** DATA follows **

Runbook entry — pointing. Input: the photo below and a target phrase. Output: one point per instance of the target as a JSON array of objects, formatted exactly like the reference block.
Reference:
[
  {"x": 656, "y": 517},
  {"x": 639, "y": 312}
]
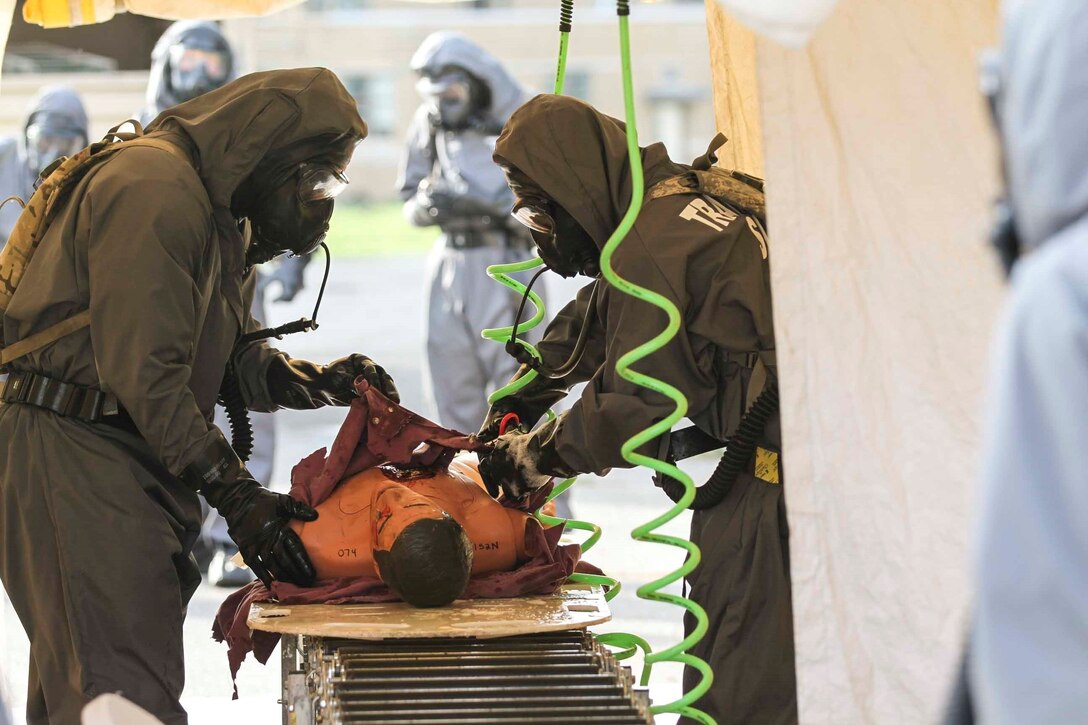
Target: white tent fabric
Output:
[
  {"x": 879, "y": 162},
  {"x": 788, "y": 22}
]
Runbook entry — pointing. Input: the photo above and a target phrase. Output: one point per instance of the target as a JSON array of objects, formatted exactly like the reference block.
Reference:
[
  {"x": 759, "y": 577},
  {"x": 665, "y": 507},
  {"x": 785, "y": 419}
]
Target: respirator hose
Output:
[
  {"x": 237, "y": 414},
  {"x": 738, "y": 454}
]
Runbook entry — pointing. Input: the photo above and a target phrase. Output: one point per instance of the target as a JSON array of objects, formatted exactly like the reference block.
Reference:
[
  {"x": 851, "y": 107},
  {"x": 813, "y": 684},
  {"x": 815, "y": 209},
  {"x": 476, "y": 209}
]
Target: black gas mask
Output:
[
  {"x": 560, "y": 241},
  {"x": 198, "y": 63},
  {"x": 292, "y": 214},
  {"x": 453, "y": 95},
  {"x": 50, "y": 136},
  {"x": 564, "y": 245}
]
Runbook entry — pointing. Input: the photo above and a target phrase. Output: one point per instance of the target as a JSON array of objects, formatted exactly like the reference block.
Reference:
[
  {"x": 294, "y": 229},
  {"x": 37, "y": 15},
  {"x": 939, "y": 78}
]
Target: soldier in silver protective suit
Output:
[
  {"x": 56, "y": 125},
  {"x": 448, "y": 180}
]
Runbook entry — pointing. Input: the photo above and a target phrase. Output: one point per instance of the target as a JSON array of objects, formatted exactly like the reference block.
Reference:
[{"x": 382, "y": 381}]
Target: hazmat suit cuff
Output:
[{"x": 251, "y": 367}]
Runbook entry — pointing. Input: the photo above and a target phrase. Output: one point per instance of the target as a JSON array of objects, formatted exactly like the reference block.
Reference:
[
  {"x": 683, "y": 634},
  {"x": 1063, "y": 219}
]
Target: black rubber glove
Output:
[
  {"x": 304, "y": 385},
  {"x": 288, "y": 273},
  {"x": 519, "y": 463},
  {"x": 530, "y": 404},
  {"x": 256, "y": 518}
]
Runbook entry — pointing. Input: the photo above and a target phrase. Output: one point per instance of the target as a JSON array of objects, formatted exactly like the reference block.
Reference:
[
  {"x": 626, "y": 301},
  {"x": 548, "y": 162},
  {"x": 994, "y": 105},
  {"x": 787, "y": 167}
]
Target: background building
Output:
[{"x": 369, "y": 44}]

** End of DATA **

### EXERCISE:
With the pictures omitted, reproduce the data above exactly.

### WRITTEN REPLY:
Runbook entry — pointing. Input: the photo below and a target phrase. Output: one point per instance of the target as a JSON array of objects, formatted exactly like the reference block.
Reference:
[
  {"x": 656, "y": 517},
  {"x": 639, "y": 312}
]
Target: white tent fabric
Output:
[
  {"x": 879, "y": 162},
  {"x": 788, "y": 22}
]
Runbook entry — pointing. Input: the photo above and a target phrase. Output: one point per instance of the target as a JSON array of objects, formatted exactly like the reference block.
Reference:
[
  {"x": 759, "y": 577},
  {"x": 665, "y": 507},
  {"x": 785, "y": 419}
]
Target: respirator hose
Output:
[
  {"x": 237, "y": 414},
  {"x": 738, "y": 454}
]
Runbook entry — pointing. Input: the photo above and a target phrase. Output: one point per instance of the target as a JSON array of objects, formatted exactly like the reference block.
Reference:
[
  {"x": 851, "y": 107},
  {"x": 813, "y": 684},
  {"x": 815, "y": 209},
  {"x": 476, "y": 209}
]
Target: black gas mask
Output:
[
  {"x": 560, "y": 241},
  {"x": 198, "y": 63},
  {"x": 292, "y": 214},
  {"x": 453, "y": 95},
  {"x": 50, "y": 136},
  {"x": 564, "y": 245}
]
Runbook entry — pointing. Input: the photo above and a target phrase. Output: one point per instance of the target as a JSON array of objects, formatted exactly like the reference block.
Reference:
[
  {"x": 294, "y": 229},
  {"x": 37, "y": 15},
  {"x": 939, "y": 78}
]
Target: soldier in silver protective suit
Output:
[
  {"x": 56, "y": 125},
  {"x": 448, "y": 180}
]
Runbook entry — pointing. Input: the photo above and a target phrase. Output: one point per instance of the target as a JSON array of objects, formatted exactly like the reference block.
Reference:
[{"x": 382, "y": 381}]
Target: hazmat suit cuff
Output:
[{"x": 251, "y": 367}]
Runbook entry — pointing. Input: the photo above and a target phrase. Output: one point per instance of the target as a JSON array of objects, formatted exactly like the reference block.
Reference:
[
  {"x": 683, "y": 634},
  {"x": 1063, "y": 219}
]
Target: black rubber glove
Output:
[
  {"x": 304, "y": 385},
  {"x": 288, "y": 273},
  {"x": 519, "y": 463},
  {"x": 530, "y": 404},
  {"x": 256, "y": 518}
]
Runbook entry — pointing. Input: the photo above and a target phrase. Output: one point per instance of the target as a JSON array of objects, formatted exactly like the reference block.
Reference:
[
  {"x": 626, "y": 301},
  {"x": 548, "y": 162},
  {"x": 994, "y": 105},
  {"x": 787, "y": 167}
]
Target: background building
Output:
[{"x": 369, "y": 44}]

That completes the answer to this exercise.